Job ▸ Revise the stretch of the Warm Springs museum text from "The Museum at" through "and its inhabitants." so that "Three tribes" reads "Three nations" instead.

The Integration of Traditional Indian Beliefs into the
Museum at Warm Springs
Janice Clements (Warm Springs Tribe of Confederated Tribes of
Warm Springs)
The Museum at Warm Springs, located on the Confederated Tribes
of the Warm Springs Reservation in Oregon, opened in March 1993
and represents a special history in several ways. Three tribes—the
Sahaptin-speaking Warm Springs Tribe, the Upper Chinook-speaking
Wascos, and the Northern Paiute—have shared this Northwest
territory for eight thousand years, and the reservation since
its establishment with the Treaty of 1855. The artifacts and
other presentations in the new museum, including the building’s
novel architecture, attest to a cultural continuity spanning
centuries. In traditional Native American cultures, art was
not a separated pursuit, and the Warm Springs museum exhibition
shows how beauty and utility uniquely combined in objects of
everyday use to reflect a way of life and an aesthetic that
respected the interrelationship between Earth and its inhabitants.
The museum is a conservatory for the ancient and honored traditions
of the thirty-five hundred Confederated Tribal members living
on the reservation. It is also an invitation to the public to
understand another dimension of American culture.
The history of the museum is also special. In 1968, tribal leaders
began setting aside $50,000 every year for the purchase of Native
artifactsfamily heirlooms, items obtained from other tribes,
and gifts and keepsakesfrom families in the Warm Springs
region. The museum also collected twenty-five hundred photographs
dating back to the 1850s, important tribal documents, and books
on Indian history, art, and culture. This collection initiative
began in response to outside dealers and institutions buying
up Native material culture. We needed to preserve a piece of
our heritage for future generations.
Since 1968, we have spent nearly one million dollars acquiring
these cultural heirlooms, making the Warm Springs museum one
of the most complete Native American collections owned by an
Indian tribe. Our efforts also represent the most aggressive
acquisitions program ever undertaken by an American Indian group.
We can look upon our success as the product of community support
and commitment.
After twenty years of collection these artifacts, the tribal
council members made building the museum their top priority.

Supplied information ▸

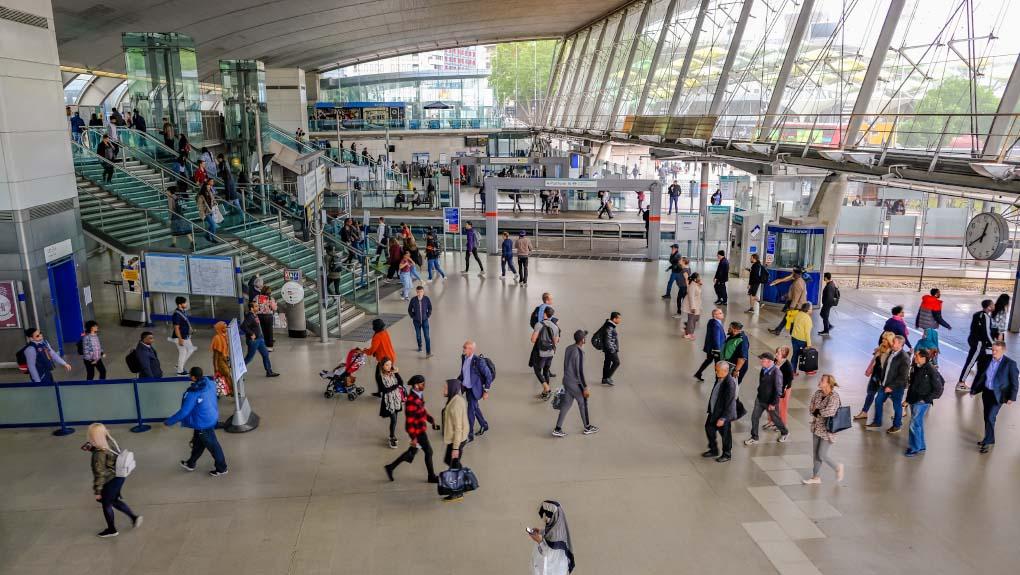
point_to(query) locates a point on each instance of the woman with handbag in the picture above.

Final result ▸
The Museum at Warm Springs, located on the Confederated Tribes
of the Warm Springs Reservation in Oregon, opened in March 1993
and represents a special history in several ways. Three nations—the
Sahaptin-speaking Warm Springs Tribe, the Upper Chinook-speaking
Wascos, and the Northern Paiute—have shared this Northwest
territory for eight thousand years, and the reservation since
its establishment with the Treaty of 1855. The artifacts and
other presentations in the new museum, including the building’s
novel architecture, attest to a cultural continuity spanning
centuries. In traditional Native American cultures, art was
not a separated pursuit, and the Warm Springs museum exhibition
shows how beauty and utility uniquely combined in objects of
everyday use to reflect a way of life and an aesthetic that
respected the interrelationship between Earth and its inhabitants.